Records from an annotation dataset
↓↓↓
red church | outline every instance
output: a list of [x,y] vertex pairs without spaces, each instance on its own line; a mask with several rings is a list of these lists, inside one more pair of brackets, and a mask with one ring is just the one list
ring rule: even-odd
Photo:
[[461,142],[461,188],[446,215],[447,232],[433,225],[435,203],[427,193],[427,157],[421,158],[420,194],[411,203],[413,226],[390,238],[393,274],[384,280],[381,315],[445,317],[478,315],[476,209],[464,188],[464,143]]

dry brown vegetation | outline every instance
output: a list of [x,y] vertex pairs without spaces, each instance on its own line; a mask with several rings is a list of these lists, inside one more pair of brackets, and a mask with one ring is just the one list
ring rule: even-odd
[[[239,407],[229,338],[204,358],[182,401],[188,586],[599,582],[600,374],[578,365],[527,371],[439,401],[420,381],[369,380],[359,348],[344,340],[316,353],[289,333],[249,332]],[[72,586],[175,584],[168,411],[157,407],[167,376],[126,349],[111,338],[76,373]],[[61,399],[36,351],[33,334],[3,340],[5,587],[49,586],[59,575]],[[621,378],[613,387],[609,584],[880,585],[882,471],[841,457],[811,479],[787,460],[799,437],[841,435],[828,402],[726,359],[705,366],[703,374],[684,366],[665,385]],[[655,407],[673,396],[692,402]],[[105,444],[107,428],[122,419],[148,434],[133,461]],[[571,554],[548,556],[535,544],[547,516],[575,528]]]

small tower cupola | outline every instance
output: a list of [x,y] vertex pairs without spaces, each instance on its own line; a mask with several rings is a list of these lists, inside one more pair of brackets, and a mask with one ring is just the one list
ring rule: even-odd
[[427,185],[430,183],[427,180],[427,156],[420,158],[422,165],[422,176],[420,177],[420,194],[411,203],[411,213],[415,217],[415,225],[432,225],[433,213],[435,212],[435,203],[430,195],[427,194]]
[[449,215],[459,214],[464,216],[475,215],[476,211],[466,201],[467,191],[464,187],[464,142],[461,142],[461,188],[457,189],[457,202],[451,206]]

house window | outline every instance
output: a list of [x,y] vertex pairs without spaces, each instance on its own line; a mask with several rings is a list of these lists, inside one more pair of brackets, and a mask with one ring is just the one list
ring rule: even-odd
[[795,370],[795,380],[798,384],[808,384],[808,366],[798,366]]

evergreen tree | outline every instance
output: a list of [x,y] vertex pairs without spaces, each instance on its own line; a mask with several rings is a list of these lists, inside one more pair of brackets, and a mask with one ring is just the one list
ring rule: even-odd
↑↑↑
> The request
The records above should be restated word for word, please.

> Finished exercise
red church | outline every instance
output: a list of [x,y] vertex pairs without spaces, each instance on its own line; a mask with several rings is a list of these lists, inside one more pair of brackets, and a mask with one ring is just the one list
ring rule: even-odd
Photo:
[[461,142],[461,188],[446,215],[447,232],[433,225],[435,203],[427,193],[427,157],[421,158],[420,194],[411,203],[413,226],[390,238],[393,274],[384,280],[381,315],[445,317],[478,315],[476,209],[464,188],[464,143]]

dry brown vegetation | outline every instance
output: a list of [x,y] vertex pairs without spaces, each instance on its own line; a mask with several rings is a list of these lists, inside one more pair of brackets, and a mask with one ring is just the one list
ring rule: even-odd
[[[239,407],[229,338],[204,358],[182,401],[188,586],[599,582],[600,374],[578,365],[527,371],[439,401],[420,381],[369,380],[359,348],[344,340],[316,353],[289,333],[249,332]],[[72,586],[175,584],[168,411],[157,407],[167,376],[126,349],[111,338],[76,373]],[[61,399],[36,351],[33,334],[3,340],[5,587],[49,586],[59,575]],[[621,378],[613,387],[609,584],[880,585],[882,471],[841,457],[811,479],[787,460],[799,437],[841,435],[828,402],[726,359],[705,366],[703,374],[684,366],[665,385]],[[655,407],[673,396],[692,402]],[[105,444],[107,428],[122,419],[148,434],[133,461]],[[571,554],[548,556],[535,544],[547,516],[575,528]]]

small tower cupola | outline every instance
output: a list of [x,y] vertex pairs without spaces, each instance on its own line; a mask with several rings is a list of these lists, inside one more pair of brackets, and a mask with one ring is just the one list
ring rule: even-odd
[[427,185],[430,183],[427,180],[427,156],[420,158],[422,165],[422,176],[420,177],[420,194],[411,203],[411,213],[415,217],[415,225],[432,225],[433,213],[435,212],[435,203],[430,195],[427,194]]
[[449,215],[459,214],[464,216],[475,215],[476,211],[466,201],[467,191],[464,187],[464,142],[461,142],[461,188],[457,189],[457,202],[451,206]]

house window | outline every instance
output: a list of [x,y] vertex pairs without spaces, each instance on its own line; a mask with several rings is a list of these lists, inside one more pair of brackets, and a mask with one ring is just the one list
ring rule: even-odd
[[795,370],[795,380],[798,384],[808,384],[808,366],[798,366]]

evergreen tree | outline every instance
output: a list of [x,y] vertex pairs without spaces, each instance on its own line; a mask with several rings is a list of these lists, inside one more pair of brackets, and a mask with one ring is just the one list
ring rule: even-odd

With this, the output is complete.